(Items from a data source)
↓↓↓
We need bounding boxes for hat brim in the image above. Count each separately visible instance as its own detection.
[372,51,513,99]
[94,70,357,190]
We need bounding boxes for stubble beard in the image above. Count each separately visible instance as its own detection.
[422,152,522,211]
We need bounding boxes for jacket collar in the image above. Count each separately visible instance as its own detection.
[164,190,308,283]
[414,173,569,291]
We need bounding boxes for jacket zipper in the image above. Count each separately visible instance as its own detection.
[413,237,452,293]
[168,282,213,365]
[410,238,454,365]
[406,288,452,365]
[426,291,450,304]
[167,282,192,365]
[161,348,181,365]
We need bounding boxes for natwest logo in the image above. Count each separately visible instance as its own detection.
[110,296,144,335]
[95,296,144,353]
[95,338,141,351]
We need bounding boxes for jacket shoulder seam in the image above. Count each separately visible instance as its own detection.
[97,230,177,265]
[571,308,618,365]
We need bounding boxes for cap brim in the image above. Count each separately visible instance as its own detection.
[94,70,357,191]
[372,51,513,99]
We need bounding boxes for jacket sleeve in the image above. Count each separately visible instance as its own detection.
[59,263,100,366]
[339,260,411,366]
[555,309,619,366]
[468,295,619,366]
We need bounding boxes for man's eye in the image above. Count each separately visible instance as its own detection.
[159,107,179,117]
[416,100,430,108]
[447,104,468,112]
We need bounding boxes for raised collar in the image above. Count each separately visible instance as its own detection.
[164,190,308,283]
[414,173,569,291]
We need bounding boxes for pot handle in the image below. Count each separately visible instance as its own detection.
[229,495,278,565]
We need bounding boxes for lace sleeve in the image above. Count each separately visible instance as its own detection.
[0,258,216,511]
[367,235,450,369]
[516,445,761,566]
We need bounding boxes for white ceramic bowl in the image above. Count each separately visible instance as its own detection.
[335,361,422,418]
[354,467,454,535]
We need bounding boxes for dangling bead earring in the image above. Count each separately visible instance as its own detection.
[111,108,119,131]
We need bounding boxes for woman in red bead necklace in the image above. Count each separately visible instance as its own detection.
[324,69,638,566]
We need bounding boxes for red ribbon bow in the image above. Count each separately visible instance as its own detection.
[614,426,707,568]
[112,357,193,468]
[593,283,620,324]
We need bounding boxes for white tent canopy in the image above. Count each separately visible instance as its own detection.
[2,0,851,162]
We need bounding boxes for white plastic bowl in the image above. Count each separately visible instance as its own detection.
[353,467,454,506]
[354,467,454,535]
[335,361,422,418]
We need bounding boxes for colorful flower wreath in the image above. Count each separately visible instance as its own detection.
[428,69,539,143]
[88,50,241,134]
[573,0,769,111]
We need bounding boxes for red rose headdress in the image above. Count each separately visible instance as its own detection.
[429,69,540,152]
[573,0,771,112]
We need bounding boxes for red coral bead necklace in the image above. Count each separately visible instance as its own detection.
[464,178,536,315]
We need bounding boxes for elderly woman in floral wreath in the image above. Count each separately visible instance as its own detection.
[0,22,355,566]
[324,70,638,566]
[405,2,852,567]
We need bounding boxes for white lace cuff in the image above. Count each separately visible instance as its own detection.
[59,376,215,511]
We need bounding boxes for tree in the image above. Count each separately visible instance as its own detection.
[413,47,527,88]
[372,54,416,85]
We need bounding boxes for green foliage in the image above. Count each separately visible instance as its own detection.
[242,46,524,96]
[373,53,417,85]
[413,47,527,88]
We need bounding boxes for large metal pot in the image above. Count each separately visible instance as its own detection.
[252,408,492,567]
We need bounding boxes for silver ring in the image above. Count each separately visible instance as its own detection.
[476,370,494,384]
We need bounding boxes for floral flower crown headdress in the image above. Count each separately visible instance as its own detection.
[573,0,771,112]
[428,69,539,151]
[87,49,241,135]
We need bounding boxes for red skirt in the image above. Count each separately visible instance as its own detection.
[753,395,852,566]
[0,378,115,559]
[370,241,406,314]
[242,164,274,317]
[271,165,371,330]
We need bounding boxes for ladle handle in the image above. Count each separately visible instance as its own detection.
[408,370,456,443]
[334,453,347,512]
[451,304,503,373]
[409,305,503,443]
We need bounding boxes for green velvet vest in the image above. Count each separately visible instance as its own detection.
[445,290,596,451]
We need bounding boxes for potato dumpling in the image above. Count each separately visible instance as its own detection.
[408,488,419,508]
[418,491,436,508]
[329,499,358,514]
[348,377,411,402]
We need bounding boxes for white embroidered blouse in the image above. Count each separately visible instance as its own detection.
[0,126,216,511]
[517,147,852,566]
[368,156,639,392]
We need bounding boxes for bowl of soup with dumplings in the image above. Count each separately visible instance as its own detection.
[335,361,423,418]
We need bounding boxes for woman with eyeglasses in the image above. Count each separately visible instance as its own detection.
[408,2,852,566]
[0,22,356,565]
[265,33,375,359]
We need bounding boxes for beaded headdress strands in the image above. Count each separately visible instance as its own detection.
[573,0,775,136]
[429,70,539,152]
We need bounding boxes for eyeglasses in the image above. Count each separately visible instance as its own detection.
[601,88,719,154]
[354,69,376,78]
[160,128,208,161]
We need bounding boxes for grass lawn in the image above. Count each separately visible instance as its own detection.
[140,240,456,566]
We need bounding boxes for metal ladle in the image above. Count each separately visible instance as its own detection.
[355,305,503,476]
↑↑↑
* _Task instructions_
Restating all of the data exactly is the whole task.

* _Task response_
We need bounding boxes for hat brim in the image above. Count each separately visible instance as its own detection.
[372,51,513,99]
[94,70,357,190]
We need bounding boxes for stubble beard in the image above. Count each separately visible instance as its own detection.
[422,152,522,211]
We need bounding boxes for jacket collar in the image above. Count each separately visible instance as its own detection.
[164,190,308,283]
[414,173,569,291]
We need bounding boxes for jacket zipper in the image above. Count each separately visible instance as its own detection.
[413,237,452,293]
[168,282,213,365]
[410,238,454,365]
[406,288,452,365]
[426,291,450,304]
[167,282,192,365]
[161,348,181,365]
We need bounding boxes for natwest logo in the image above. Count each separately visible instance as its own detection.
[110,296,144,335]
[95,296,144,353]
[95,338,141,351]
We need bounding boxes for jacket shoulder seam in the image above. Count each separately visible instance as its own detection.
[97,230,177,265]
[571,308,618,365]
We need bounding boxes for cap brim in the image above. Count each separately visible instance as its own detection.
[94,70,357,191]
[372,51,513,99]
We need bounding boxes for jacket sleeve in the image above. Count each separately visible instance as its own detection.
[59,263,100,366]
[339,260,411,366]
[555,309,619,366]
[468,295,619,366]
We need bounding boxes for man's eye in the image above. Count each separately visible instance as its own detection.
[159,107,179,117]
[416,100,430,108]
[447,104,468,112]
We need bounding boxes for raised collar in the image above. Count each separately visible instance as its own detection.
[164,190,308,283]
[414,173,569,291]
We need bounding boxes for pot handle in the image below. Count each separately visible instance as its own detection.
[229,495,278,565]
We need bounding boxes for lace sleeve in the image above. Count each separately visible instance as its own detection.
[0,258,216,511]
[367,235,450,369]
[516,445,761,566]
We need bounding boxes for white ceramic bowl in the image above. Count each separately visible instance as its own detection.
[335,361,422,418]
[354,467,454,535]
We need bounding boxes for dangling bead earring in the image above. Count each separately visible instance as its own detection.
[111,108,119,131]
We need bounding boxes for woman in red bead necklace in the image above. Count each separately visible instance as its own detection.
[324,69,638,566]
We need bounding boxes for red ribbon bow in the image above. Count each separately visible instance as its own detection.
[614,426,707,568]
[112,357,193,468]
[593,283,620,324]
We need bounding boxes for white tent canopy in the image above. Count each separately visible instance as its own detection.
[2,0,851,162]
We need bounding boxes for white plastic bowl in the image above. Count each separately visible instance as its own detection.
[353,467,454,506]
[354,467,454,535]
[335,361,422,418]
We need bounding boxes for colorful flower wreath in the image above. Count each separately visible instance as its own detection.
[428,69,539,143]
[88,50,241,134]
[573,0,769,111]
We need bounding boxes for red rose headdress in the image above. Count each separately visible instance as its own detection.
[429,69,540,152]
[573,0,771,112]
We need bounding boxes for red coral bead necklace in the image above. Count each separately visible instance as its own detection.
[464,178,536,315]
We need bounding boxes for elderly woman in floral wreath in the image above. Count each separately visible instance as its own detection.
[0,22,355,566]
[324,70,638,566]
[405,2,852,567]
We need bounding boxes for white lace cuff in the image above. Count each separately visible instance as its own detection.
[59,376,215,511]
We need bounding boxes for tree in the image above. Count each separately visible instance as its own detection.
[413,47,527,88]
[372,54,416,85]
We need bounding boxes for green foliage in the image above. Count each separately visible instance as its own detection.
[242,46,524,96]
[373,53,417,85]
[413,47,527,88]
We need bounding boxes for large metal pot in the image above. Count each separately visible instance as its own detection.
[252,408,492,567]
We need bounding boxes for silver ring in the image above. Count each separately visible instance as its own detection.
[476,370,494,384]
We need bounding boxes for floral flower crown headdress in the image above. Count each separately visible instance as its own detection.
[573,0,771,112]
[428,69,539,151]
[87,49,241,135]
We need bounding boxes for red skirt in the image above. Count each separately visible instance as its own detection.
[753,395,852,566]
[0,378,115,559]
[370,241,406,314]
[242,164,274,317]
[271,165,371,330]
We need bounding boxes for ladle handle in the image above. Count each separately visible instance as its own detection.
[408,370,456,443]
[334,453,347,512]
[451,304,503,373]
[409,305,503,443]
We need bounding boxes for green velvet vest in the image above. Count each separately visible instance as its own detection.
[445,290,596,451]
We need bounding boxes for potato dumpling in the image above. Count each separately visible instance as its own detection.
[408,488,419,508]
[418,491,436,508]
[329,499,358,514]
[348,377,411,402]
We need bounding boxes for white embroidered blouse in the image above. Count each separately visible instance as its own detection.
[0,126,216,511]
[517,147,852,566]
[368,156,639,392]
We need bounding boxes for bowl of soup with dumplings in the image above. Count each separately visible instance as its own detection.
[335,361,423,418]
We need bounding boxes for woman with eyeglasses in the image above. Count each separately visible instance as its own detection.
[408,2,852,566]
[0,22,356,565]
[265,33,375,359]
We need bounding boxes for beaded headdress strands in the image above. Count each separately visible instance as its own detection.
[573,0,775,136]
[429,70,539,152]
We need bounding boxes for eyeglasses in the image above. Count each separately visible instance as its own detection.
[601,88,719,154]
[354,69,376,78]
[160,128,208,161]
We need bounding boxes for grass lawn in the image above. Count each separately visible instance as its own detection.
[140,240,456,566]
We need bounding boxes for metal ladle in the image above. Count each separately visible instance as its own detection.
[355,305,503,476]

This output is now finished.